### СПИСОК ЗАДАНИЙ
[1] Выведите без изменений часть отрывка об отце от «В сентябре 1969» до «что нет роли...».
[2] Продолжите, пожалуйста, отрывок об отце с того места, на котором он заканчивается.

### ИЗВЛЕЧЁННЫЙ ТЕКСТ
==*==

В сентябре 1969 года они переехали.

Папа трагически переживал то, что я не снимаюсь.

"Ничёгинька не понимаю. Танцуить, поеть, на аккордиончике и на пианини играить. Хочешь — драму, заплачить, хочешь — комедию. И дома сидить. Усе работають, а она не. Дочурка, ты мне что-то не договариваешь. Наверное, ты допустила крупный ляпсус, и за ето тебя не беруть в кино».

"Нет, папа, нет же».

"Ну, а тода у чем же дело? Чем ты хужий?»

А я и сама не знаю... Знаю, что надо держаться. А у него на все были свои ответы.

Объясняешь ему, что нет роли...

"Як это для тебя нет роли, когда ты усе вмеишь?»

Что прошла мода...

"Якая такая мода? Як талант, то всегда у моди».

Что другая тематика...

«Так надо пойти у студию, подсказать им тематику».

==*==

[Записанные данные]
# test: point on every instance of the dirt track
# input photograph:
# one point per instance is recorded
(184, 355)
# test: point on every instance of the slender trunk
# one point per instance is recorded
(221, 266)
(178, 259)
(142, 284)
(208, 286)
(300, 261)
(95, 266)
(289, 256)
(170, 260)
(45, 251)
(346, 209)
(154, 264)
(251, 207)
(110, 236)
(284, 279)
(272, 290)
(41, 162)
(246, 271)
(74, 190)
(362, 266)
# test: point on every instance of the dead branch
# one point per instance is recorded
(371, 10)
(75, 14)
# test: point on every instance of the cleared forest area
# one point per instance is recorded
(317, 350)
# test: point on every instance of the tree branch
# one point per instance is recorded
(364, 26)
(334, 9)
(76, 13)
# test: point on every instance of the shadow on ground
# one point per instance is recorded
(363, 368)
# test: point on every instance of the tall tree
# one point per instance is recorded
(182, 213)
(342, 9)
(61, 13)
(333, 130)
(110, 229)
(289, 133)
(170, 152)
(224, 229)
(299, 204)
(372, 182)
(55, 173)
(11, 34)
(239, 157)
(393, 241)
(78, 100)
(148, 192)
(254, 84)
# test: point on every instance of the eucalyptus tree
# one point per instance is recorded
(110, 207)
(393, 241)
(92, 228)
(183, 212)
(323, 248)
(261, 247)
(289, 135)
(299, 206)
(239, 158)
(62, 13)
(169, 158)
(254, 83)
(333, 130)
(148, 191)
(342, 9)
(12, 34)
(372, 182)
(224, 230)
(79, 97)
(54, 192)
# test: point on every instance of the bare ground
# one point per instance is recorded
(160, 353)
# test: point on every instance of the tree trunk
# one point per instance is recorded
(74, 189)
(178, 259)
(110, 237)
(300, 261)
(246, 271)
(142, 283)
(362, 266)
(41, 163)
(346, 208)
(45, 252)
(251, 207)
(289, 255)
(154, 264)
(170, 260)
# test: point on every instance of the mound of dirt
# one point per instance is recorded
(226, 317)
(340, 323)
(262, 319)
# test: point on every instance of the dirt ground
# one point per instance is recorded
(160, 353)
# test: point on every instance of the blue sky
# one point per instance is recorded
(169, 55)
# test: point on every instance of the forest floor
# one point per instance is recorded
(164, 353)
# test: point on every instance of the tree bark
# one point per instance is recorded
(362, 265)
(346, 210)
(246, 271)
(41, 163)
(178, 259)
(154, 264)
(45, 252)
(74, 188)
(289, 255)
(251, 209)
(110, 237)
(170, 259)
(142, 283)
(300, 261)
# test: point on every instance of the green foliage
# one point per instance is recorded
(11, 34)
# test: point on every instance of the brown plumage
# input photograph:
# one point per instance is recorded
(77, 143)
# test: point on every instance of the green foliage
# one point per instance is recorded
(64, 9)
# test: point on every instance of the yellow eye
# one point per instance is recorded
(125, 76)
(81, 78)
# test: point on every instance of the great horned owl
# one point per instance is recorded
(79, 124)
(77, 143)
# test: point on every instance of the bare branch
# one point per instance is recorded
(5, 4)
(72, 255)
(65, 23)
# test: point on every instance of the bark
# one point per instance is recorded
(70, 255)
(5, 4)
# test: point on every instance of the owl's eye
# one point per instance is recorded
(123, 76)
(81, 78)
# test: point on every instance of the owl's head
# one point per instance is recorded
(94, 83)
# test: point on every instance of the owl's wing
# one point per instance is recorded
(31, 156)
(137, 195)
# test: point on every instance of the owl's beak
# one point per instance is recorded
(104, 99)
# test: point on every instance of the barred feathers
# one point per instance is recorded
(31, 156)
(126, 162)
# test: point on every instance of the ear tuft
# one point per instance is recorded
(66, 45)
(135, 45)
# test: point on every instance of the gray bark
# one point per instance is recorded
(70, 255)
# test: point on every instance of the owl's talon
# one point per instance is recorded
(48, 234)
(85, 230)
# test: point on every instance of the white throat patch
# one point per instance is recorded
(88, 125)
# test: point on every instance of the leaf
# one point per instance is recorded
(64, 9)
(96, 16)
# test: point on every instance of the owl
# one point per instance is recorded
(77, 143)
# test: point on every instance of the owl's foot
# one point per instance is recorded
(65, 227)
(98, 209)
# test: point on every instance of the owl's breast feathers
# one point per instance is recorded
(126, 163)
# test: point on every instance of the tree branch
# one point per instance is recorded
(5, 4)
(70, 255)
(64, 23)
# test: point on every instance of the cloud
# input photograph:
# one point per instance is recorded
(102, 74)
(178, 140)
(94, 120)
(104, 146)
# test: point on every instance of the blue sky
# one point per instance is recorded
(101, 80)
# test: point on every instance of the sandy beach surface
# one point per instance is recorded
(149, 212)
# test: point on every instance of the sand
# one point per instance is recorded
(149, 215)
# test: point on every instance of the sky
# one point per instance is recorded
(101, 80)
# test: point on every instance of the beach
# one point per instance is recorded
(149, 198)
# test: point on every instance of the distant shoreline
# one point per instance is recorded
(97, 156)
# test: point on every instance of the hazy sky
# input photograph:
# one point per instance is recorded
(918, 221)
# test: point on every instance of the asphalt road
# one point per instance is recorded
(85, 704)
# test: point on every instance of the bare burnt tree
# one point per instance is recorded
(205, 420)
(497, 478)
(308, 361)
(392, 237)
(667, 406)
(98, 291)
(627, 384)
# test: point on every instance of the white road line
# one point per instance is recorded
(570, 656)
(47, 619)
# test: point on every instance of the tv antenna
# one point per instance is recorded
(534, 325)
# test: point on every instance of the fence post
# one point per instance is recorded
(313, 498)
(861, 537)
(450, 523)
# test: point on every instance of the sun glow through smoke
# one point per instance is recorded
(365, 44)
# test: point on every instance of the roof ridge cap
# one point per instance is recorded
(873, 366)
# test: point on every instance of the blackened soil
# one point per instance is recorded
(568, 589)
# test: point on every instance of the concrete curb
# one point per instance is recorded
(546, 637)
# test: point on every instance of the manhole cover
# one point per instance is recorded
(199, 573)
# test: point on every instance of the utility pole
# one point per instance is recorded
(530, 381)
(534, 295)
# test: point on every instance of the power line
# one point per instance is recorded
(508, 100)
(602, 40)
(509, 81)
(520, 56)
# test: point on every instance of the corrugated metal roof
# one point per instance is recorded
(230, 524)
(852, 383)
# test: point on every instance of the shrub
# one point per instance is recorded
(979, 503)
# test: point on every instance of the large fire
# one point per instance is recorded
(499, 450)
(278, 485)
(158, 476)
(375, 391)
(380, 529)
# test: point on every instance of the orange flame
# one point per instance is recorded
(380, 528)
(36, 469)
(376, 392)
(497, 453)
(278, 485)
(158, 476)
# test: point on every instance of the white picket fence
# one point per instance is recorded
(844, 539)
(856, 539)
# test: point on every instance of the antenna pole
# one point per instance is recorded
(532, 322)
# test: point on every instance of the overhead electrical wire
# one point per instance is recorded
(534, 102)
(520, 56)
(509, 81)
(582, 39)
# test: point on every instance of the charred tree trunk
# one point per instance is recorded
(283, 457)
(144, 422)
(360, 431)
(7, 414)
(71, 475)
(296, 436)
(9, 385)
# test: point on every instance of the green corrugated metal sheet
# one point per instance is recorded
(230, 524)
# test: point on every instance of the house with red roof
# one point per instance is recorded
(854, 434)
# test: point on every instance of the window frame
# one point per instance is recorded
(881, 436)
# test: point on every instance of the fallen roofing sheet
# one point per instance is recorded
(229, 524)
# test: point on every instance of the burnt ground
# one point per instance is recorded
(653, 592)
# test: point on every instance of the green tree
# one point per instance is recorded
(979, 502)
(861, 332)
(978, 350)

==*==

### ВЫПОЛНЕННЫЕ ЗАДАНИЯ
[1]
В сентябре 1969 года они переехали.

Папа трагически переживал то, что я не снимаюсь.

"Ничёгинька не понимаю. Танцуить, поеть, на аккордиончике и на пианини играить. Хочешь — драму, заплачить, хочешь — комедию. И дома сидить. Усе работають, а она не. Дочурка, ты мне что-то не договариваешь. Наверное, ты допустила крупный ляпсус, и за ето тебя не беруть в кино».

"Нет, папа, нет же».

"Ну, а тода у чем же дело? Чем ты хужий?»

А я и сама не знаю... Знаю, что надо держаться. А у него на все были свои ответы.

Объясняешь ему, что нет роли...

[2]
Что для музыкальных девушек я уже постарела...

«Лель! Что она говорить?! Да ты, дочурка, як прибодрисся, да подкрасисся, тебе як семнадцать!»

А в драматической роли меня не видят...

«А ты сделай так, чтоб увидели. Скажи: дайте я вам сыграю любую драматическую роль. И режиссер тогда глаза распрастреть! Во як надо, боевито!»

Мой папа был так далек от сложной и запутанной жизни на студии! Я не могла ему объяснить. Доведет меня до слез, закроюсь в своей комнате и уже не рада, что родители переехали. А я так надеялась, что будет легче. Привыкла одна...

Мама все понимала и очень меня поддерживала, но и папу защищала: "Ты его тоже пойми. Он ведь так страдает. И по-своему он ведь прав».

Папа внимательно следил за всеми актрисами, о которых писали в газетах и журналах, не пропускал их фильмов, пытался сам во всем разобраться.

В то время мне очень нравилась одна актриса — самая популярная и красивая. Все ее роли были интересные, она казалась не по годам умной. А лицо у нее — как на полотнах Боттичелли. Я могла долго, не отрываясь, смотреть на ее чудесное лицо.

«Папа, сегодня к нам придет самая красивая актриса!»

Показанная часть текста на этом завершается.